## Задания
[a] Перепишите без изменений часть отрывка о призыве евреев в армию: от слов «Другое дело, что» до слов «доказать свой патриотизм.» включительно.
[b] Пожалуйста, допишите отрывок о призыве евреев в армию, начав сразу после его последнего предложения.
------ Отрывок из документа ------
Другое дело, что только с формированием централизованного бюрократического государства евреи стали подлежать обязательному призыву в регулярную армию. В Австрии это происходит еще в конце XVIII в., затем воинская повинность вводится во Франции и позднее – в России. Правда, в Австрии служба воспринималась как некая почетная обязанность в обмен на процесс эмансипации и отмену ограничений. Поэтому, например, пражский раввин Йехезкель Ландау приветствовал законы Иосифа II, в том числе призыв в армию, в рамках которого евреи могли доказать свой патриотизм.
Специфика же российского призыва заключалась в том, что он был идеологически мотивирован. Николай I рассчитывал, что армия станет мощным инструментом разрушения традиционного еврейского общества и перевоспитания еврейской молодежи. Не удивительно, что в России, где не было никакого эмансипационного контекста, призыв рассматривался как бедствие – гзера, от которого нужно защититься. По закону евреев могли призывать с 12 лет, в отличие от всех других групп населения, призывавшихся с 18 лет. И эти дополнительные шесть лет не засчитывались в срок службы. Детей отдавали в школы кантонистов и по достижении совершеннолетия отправляли служить на 25 лет – как правило, за черту оседлости. Таким образом, всякий контакт с родными и близкими исключался более чем на 30 лет – по сути, это означало потерю ребенка…
И тут еврейское общество действовало в интересах коллектива, а не индивидуума. Коллектив заинтересован прежде всего в сохранении своих наиболее важных центров – во-первых, людей ученых, а во-вторых, богачей, несущих на себе основное бремя налогообложения. Поэтому общинное руководство избавлялось при помощи призыва от маргинальных элементов – малоимущих, социально опасных, криминальных и вольномыслящих, – чтобы удар пришелся на эту непродуктивную с точки зрения традиций часть населения и не затронул элитарные круги.
------ Данные ------
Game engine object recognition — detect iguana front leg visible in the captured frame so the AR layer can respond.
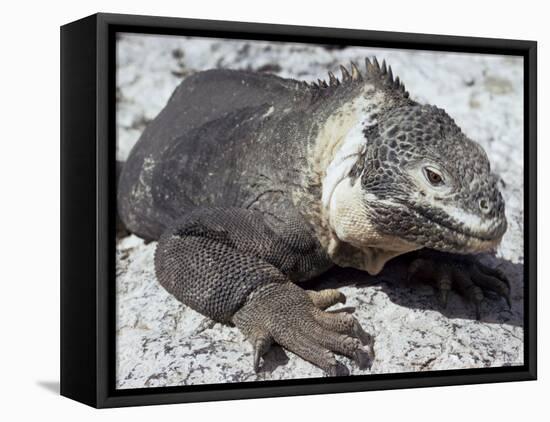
------
## Ответы к заданиям
[a]
Другое дело, что только с формированием централизованного бюрократического государства евреи стали подлежать обязательному призыву в регулярную армию. В Австрии это происходит еще в конце XVIII в., затем воинская повинность вводится во Франции и позднее – в России. Правда, в Австрии служба воспринималась как некая почетная обязанность в обмен на процесс эмансипации и отмену ограничений. Поэтому, например, пражский раввин Йехезкель Ландау приветствовал законы Иосифа II, в том числе призыв в армию, в рамках которого евреи могли доказать свой патриотизм.

[b]
– И в самой общине не раздавались голоса протеста?
– Ряд духовных лидеров пытался протестовать, но надо понимать, что реальной власти у раввинов не было, они не могли противостоять социально-экономической элите. Хотя известно о восстаниях против кагальной власти. Самое яркое из них – так называемое Мстиславское буйство – бунт против раскладки воинской повинности, с освобождением силой набранных рекрутов, нападением на полицию и т. п. Бунт этот был жестоко подавлен, большинство мужчин города сгноили на каторге, многие просто погибли после того, как их прогнали сквозь строй.
В еврейской коллективной памяти этот период отмечен как «грех кагала». И это аморальное поведение, кстати, способствовало падению авторитета еврейского самоуправления: приличный человек не шел в главы общины, чтобы не решать, образно говоря, кому жить, а кому умереть.
– Часто ли вспыхивали «еврейские войны» и что становилось их причиной?
– Несомненно, конфликты были всегда. Это могли быть клановые разборки, борьба за ту или иную должность, войны престижа между духовными лидерами, агрессивный антагонизм между низами и социальной элитой. Первой такой войной с взаимными проклятиями стал караимский раскол в VIII в.
Следующая война подобного масштаба развернулась вокруг сочинений Рамбама, когда не обошлось без вмешательства Церкви. Противники Рамбама уже после его смерти обратились к церковным иерархам, пытаясь убедить их в том, что сочинения философа опасны не только для иудаизма, но и для христианства. И убедили настолько, что доминиканские монахи стали публично сжигать труды Маймонида.
Глобальной войной, потрясшей основы традиционного еврейского мира, стало лжемессианское движение Шабтая Цви, а потом Якова Франка.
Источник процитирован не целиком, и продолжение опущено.